_What to do_
Can you update the records below so that every "comma-and-space separated" becomes "comma-space delimited", with nothing else changed?

Coordinate annotation entries:

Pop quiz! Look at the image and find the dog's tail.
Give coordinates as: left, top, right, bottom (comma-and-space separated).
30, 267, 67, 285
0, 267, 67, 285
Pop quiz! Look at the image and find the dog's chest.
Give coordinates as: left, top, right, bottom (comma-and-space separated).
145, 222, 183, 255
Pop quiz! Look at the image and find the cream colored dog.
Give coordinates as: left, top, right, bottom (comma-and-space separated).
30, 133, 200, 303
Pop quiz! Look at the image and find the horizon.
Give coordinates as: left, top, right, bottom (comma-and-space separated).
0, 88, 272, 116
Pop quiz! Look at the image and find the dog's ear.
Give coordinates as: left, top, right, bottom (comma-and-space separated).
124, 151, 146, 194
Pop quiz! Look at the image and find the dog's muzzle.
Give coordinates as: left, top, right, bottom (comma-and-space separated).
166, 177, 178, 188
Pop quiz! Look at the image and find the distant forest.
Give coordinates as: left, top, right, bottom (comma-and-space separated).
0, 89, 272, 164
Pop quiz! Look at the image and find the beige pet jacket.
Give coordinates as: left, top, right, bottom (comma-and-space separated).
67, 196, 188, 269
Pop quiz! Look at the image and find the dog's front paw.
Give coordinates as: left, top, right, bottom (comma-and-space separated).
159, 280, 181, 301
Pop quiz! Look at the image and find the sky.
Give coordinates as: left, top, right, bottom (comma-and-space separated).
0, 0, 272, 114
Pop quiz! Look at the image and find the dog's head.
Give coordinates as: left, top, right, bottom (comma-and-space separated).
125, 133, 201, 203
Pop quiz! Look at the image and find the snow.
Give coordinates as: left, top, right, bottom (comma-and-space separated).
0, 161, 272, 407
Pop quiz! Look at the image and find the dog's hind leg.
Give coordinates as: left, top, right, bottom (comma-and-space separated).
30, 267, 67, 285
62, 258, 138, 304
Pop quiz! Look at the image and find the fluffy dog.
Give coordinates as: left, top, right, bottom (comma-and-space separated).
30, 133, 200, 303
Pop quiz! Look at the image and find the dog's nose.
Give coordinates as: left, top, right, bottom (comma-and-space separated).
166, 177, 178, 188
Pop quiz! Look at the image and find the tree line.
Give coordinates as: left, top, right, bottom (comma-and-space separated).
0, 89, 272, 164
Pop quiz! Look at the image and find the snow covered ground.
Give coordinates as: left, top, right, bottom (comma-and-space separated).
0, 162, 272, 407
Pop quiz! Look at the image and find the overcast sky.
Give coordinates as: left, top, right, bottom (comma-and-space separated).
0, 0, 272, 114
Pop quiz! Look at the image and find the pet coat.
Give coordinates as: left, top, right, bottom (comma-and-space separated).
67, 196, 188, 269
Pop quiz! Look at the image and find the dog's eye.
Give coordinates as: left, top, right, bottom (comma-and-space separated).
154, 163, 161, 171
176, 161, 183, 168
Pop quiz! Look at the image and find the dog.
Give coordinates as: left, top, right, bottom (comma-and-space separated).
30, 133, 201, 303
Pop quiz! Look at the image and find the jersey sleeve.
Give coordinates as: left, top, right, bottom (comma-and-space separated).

_Response to this exercise_
Pop quiz! Look at the image and find the dog's tail.
Give coordinates as: left, top, right, bottom (comma-space delimited).
30, 267, 67, 285
0, 267, 67, 285
Pop quiz! Look at the image and find the dog's chest.
Give coordinates as: left, top, right, bottom (comma-space delimited).
145, 222, 183, 255
Pop quiz! Look at the image and find the cream colored dog.
Give coordinates as: left, top, right, bottom (comma-space delimited).
30, 133, 200, 303
Pop quiz! Look at the image and find the horizon.
Give coordinates as: left, top, right, bottom (comma-space delimited).
0, 88, 272, 116
Pop quiz! Look at the image and find the dog's ear.
Give coordinates as: left, top, right, bottom (comma-space delimited).
124, 151, 146, 194
Pop quiz! Look at the image and find the dog's muzzle.
Give coordinates as: left, top, right, bottom (comma-space delimited).
166, 177, 178, 188
Pop quiz! Look at the image and find the distant forest.
Give coordinates as: left, top, right, bottom (comma-space delimited).
0, 89, 272, 164
Pop quiz! Look at the image and find the beige pet jacket.
Give coordinates as: left, top, right, bottom (comma-space delimited).
67, 196, 188, 269
Pop quiz! Look at the image and find the dog's front paw.
Give coordinates as: left, top, right, bottom (comma-space delimited).
159, 280, 181, 301
Pop quiz! Look at the image and find the sky.
Give coordinates as: left, top, right, bottom (comma-space delimited).
0, 0, 272, 114
Pop quiz! Look at the image and find the dog's head.
Give coordinates as: left, top, right, bottom (comma-space delimited).
125, 133, 201, 203
Pop quiz! Look at the image and find the snow.
Give coordinates as: left, top, right, bottom (comma-space delimited).
0, 161, 272, 407
Pop quiz! Look at the image and find the dog's hind leg.
Give coordinates as: left, top, right, bottom (comma-space delimited).
30, 267, 67, 285
62, 258, 138, 304
Pop quiz! Look at the image and find the fluffy dog.
Give coordinates as: left, top, right, bottom (comma-space delimited).
30, 133, 200, 303
Pop quiz! Look at the image and find the dog's nose.
Give coordinates as: left, top, right, bottom (comma-space delimited).
166, 177, 178, 188
Pop quiz! Look at the image and find the tree line.
Give coordinates as: left, top, right, bottom (comma-space delimited).
0, 89, 272, 164
Pop quiz! Look at the image and find the snow covered ground.
Give coordinates as: left, top, right, bottom (comma-space delimited).
0, 162, 272, 407
Pop quiz! Look at the image and find the overcast sky.
Give coordinates as: left, top, right, bottom (comma-space delimited).
0, 0, 272, 114
Pop quiz! Look at the image and find the pet coat.
Give coordinates as: left, top, right, bottom (comma-space delimited).
67, 196, 188, 269
Pop quiz! Look at the image and find the dog's eye.
Give coordinates as: left, top, right, bottom (comma-space delimited).
154, 163, 161, 171
176, 161, 183, 168
Pop quiz! Look at the image and find the dog.
Give coordinates as: left, top, right, bottom (comma-space delimited).
30, 133, 201, 303
Pop quiz! Look at the image and find the jersey sleeve.
Give coordinates as: left, top, right, bottom (comma-space delimited).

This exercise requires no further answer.